> **Written exercise**
Copy the listing below word for word, from its first line through the line that contains "x=101, y=652", inclusive.
BEGIN Data in this exercise
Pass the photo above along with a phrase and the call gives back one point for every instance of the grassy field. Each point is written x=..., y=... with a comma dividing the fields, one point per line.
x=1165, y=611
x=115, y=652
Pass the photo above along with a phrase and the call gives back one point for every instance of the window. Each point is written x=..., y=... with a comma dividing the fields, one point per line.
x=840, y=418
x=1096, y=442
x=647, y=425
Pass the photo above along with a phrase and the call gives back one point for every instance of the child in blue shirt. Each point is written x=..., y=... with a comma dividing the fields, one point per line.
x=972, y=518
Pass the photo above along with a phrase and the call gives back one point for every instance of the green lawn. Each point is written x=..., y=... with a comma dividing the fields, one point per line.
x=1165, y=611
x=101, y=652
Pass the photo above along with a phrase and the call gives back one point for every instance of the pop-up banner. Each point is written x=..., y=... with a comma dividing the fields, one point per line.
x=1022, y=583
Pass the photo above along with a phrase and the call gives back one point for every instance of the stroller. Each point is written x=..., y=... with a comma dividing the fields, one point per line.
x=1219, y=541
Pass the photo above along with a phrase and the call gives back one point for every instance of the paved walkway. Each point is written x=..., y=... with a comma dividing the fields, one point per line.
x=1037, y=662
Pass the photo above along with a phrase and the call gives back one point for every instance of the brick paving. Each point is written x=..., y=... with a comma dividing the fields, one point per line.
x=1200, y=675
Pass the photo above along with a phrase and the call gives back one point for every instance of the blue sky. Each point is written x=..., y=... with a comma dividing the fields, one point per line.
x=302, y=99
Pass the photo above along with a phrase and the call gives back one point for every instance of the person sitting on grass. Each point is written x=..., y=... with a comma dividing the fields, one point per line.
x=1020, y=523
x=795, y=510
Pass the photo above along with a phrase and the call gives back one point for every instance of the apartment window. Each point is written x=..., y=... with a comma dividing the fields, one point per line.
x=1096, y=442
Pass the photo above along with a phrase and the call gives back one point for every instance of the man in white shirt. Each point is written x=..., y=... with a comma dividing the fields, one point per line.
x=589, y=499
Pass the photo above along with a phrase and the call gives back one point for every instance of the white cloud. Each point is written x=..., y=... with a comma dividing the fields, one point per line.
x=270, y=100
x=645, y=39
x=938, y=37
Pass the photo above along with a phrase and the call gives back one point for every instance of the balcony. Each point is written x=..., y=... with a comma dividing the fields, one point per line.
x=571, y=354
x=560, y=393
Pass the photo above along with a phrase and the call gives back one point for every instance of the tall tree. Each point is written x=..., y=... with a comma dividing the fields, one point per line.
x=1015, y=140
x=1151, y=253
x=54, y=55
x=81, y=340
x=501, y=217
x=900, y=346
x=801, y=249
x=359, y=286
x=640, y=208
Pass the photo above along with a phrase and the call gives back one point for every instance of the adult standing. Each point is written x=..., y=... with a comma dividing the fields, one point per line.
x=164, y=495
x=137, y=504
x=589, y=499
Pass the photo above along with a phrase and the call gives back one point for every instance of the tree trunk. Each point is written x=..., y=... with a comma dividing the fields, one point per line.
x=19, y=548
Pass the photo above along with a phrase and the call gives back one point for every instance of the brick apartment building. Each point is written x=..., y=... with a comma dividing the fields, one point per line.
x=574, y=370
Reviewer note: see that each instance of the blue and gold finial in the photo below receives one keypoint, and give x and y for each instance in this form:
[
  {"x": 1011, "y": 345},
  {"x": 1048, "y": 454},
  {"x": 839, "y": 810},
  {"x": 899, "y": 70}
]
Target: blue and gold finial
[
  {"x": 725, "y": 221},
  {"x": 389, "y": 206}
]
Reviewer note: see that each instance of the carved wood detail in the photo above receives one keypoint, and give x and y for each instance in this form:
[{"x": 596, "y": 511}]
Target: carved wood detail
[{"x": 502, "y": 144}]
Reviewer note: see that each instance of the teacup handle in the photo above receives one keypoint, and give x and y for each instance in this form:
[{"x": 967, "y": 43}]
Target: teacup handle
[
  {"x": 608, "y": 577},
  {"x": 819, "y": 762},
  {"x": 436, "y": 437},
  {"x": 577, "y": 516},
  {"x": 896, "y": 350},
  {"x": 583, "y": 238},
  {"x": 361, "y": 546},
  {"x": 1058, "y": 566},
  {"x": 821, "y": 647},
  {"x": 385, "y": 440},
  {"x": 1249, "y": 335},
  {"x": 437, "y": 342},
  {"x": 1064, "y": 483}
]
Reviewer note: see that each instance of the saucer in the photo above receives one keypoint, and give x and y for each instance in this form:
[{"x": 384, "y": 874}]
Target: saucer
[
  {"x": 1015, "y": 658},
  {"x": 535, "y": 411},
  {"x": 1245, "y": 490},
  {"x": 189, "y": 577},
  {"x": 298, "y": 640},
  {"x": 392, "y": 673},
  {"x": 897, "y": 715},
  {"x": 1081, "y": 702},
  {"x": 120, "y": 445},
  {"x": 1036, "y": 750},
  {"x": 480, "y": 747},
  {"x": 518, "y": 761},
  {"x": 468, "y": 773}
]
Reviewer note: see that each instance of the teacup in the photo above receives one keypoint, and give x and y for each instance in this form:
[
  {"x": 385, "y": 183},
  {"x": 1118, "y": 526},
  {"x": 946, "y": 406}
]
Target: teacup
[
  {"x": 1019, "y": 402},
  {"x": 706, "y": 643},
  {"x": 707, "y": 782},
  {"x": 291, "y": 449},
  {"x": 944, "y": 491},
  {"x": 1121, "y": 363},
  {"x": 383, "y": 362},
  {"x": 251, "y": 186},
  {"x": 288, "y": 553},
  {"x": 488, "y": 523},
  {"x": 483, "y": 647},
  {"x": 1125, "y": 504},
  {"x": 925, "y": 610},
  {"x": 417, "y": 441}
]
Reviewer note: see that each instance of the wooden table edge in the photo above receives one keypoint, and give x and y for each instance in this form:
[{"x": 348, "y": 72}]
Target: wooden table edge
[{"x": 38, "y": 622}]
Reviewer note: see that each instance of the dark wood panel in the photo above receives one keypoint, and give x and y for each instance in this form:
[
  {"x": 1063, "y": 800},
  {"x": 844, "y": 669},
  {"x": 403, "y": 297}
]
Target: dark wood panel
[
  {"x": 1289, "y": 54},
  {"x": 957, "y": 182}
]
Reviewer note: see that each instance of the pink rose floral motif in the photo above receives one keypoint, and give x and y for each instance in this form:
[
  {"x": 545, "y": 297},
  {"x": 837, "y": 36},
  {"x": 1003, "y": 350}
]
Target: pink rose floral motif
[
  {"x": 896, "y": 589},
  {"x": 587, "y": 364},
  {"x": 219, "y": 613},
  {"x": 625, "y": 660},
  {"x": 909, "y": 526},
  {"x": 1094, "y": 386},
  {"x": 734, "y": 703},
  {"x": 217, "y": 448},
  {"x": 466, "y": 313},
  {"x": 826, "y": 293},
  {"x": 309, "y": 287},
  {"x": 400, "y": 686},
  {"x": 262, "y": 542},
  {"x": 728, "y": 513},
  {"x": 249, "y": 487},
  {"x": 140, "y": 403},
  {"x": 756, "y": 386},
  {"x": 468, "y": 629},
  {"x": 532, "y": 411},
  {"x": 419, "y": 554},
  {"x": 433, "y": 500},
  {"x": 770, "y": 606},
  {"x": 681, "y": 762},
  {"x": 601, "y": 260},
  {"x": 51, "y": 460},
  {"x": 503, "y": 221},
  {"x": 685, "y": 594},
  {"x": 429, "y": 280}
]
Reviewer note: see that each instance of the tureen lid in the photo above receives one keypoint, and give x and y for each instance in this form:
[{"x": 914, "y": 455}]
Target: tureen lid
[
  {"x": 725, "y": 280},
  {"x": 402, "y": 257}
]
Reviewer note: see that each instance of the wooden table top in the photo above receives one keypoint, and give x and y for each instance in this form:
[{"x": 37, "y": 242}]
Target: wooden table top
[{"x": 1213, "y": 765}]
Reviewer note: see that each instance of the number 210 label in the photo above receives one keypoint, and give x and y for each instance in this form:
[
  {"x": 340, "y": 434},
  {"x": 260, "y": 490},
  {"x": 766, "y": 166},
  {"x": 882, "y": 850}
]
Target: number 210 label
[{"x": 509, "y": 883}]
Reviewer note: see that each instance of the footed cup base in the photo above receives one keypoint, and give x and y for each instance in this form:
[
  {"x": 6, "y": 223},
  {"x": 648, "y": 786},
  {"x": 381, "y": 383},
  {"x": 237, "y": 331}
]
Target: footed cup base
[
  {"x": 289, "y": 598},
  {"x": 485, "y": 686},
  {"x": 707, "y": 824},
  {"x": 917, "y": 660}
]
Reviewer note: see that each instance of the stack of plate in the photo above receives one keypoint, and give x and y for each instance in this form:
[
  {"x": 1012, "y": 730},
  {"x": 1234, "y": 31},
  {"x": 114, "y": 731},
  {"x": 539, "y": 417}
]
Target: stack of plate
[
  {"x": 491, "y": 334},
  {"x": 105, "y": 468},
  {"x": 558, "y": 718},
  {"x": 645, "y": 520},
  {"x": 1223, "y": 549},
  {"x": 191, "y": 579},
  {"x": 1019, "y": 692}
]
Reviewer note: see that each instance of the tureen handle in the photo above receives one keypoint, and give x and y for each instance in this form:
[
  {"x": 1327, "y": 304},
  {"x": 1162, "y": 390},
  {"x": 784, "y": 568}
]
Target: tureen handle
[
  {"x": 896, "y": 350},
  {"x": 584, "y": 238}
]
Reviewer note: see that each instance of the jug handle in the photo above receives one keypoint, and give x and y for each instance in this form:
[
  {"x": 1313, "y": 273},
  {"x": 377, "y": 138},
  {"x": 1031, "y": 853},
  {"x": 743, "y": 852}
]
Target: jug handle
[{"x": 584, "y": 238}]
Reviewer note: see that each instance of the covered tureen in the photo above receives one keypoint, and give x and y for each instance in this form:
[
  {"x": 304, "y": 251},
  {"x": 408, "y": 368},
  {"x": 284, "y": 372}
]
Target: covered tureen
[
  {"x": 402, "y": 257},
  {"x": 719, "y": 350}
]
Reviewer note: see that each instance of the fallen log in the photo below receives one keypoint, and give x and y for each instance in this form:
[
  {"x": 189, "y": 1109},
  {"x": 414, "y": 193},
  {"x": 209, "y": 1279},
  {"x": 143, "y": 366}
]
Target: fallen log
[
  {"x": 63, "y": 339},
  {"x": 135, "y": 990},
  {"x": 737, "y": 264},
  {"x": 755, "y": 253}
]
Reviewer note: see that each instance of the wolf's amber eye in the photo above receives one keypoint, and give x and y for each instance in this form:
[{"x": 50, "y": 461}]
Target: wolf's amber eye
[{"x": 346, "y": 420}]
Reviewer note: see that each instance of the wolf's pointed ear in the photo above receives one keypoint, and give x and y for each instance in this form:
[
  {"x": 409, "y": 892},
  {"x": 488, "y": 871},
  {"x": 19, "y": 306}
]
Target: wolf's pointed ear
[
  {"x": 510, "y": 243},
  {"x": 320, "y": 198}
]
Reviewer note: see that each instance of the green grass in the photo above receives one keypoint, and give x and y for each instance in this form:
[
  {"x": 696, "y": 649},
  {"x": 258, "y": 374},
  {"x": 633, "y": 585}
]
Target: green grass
END Data in this exercise
> **Exercise solution**
Pass the photo above along with a phrase and the call gives back one point for every instance of the grassy field. Each point is written x=..., y=... with a comma dividing the fields, one point per line.
x=1165, y=611
x=115, y=652
Pass the photo above along with a phrase and the call gives back one point for every instance of the window. Each point is written x=..., y=... with a comma dividing the fields, one point per line.
x=840, y=418
x=1096, y=442
x=647, y=425
Pass the photo above along with a phrase and the call gives back one point for every instance of the child in blue shirt. Each point is written x=..., y=... with a comma dividing the fields, one point per line.
x=972, y=518
Pass the photo above along with a phrase and the call gives back one point for every instance of the green lawn. Each point is written x=..., y=... with a comma dividing the fields, one point per line.
x=1165, y=611
x=101, y=652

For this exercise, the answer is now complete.